Could you copy out the listing verbatim, starting at the line with "Place one marker on each instance of the shop awning." and continuing through the end of the listing?

[START RECORDED DATA]

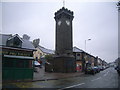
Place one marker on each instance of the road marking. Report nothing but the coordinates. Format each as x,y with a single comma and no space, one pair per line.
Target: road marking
106,73
96,79
72,86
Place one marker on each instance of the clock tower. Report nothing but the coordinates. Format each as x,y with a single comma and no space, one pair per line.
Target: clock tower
64,60
64,45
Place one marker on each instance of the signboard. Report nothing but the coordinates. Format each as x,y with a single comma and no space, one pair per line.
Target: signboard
15,53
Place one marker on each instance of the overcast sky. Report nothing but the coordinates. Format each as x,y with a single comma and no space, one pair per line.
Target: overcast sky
95,20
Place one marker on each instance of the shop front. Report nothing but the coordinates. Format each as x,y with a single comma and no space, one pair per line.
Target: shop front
16,67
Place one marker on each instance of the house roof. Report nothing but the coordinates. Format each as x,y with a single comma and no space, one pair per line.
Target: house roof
4,38
75,49
25,43
45,50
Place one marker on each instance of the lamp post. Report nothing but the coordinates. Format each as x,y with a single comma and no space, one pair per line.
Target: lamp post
85,61
85,43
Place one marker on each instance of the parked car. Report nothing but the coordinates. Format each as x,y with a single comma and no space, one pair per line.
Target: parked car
101,68
37,64
90,70
97,69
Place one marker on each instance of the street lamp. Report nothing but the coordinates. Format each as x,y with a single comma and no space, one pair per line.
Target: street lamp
85,60
85,43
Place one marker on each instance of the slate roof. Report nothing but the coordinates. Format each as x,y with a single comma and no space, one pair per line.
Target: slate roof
3,39
45,50
75,49
25,43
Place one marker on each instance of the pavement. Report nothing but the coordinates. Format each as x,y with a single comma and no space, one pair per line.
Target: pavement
41,75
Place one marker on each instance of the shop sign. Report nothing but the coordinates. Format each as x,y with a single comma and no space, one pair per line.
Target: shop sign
15,53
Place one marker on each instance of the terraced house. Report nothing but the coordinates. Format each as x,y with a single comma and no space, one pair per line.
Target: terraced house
17,57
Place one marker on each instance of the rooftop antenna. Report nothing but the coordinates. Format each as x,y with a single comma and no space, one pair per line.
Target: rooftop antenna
63,3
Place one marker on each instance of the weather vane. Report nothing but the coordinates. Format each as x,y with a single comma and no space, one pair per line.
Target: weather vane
63,3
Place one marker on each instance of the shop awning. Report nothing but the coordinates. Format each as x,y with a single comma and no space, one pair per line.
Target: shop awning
19,57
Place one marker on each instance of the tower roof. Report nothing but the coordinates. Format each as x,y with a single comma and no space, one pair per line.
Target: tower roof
65,11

[END RECORDED DATA]

> RESPONSE TO THIS TASK:
Place one marker on each instance of the shop awning. Report nothing but the coordinates. Format each as x,y with a single comma and no space, one pair per line.
Target: shop awning
19,57
Place one marker on each instance of the tower roof. Report nothing but the coordinates. Format each as x,y with a single comma and no space, one pair per line.
Target: tower roof
65,11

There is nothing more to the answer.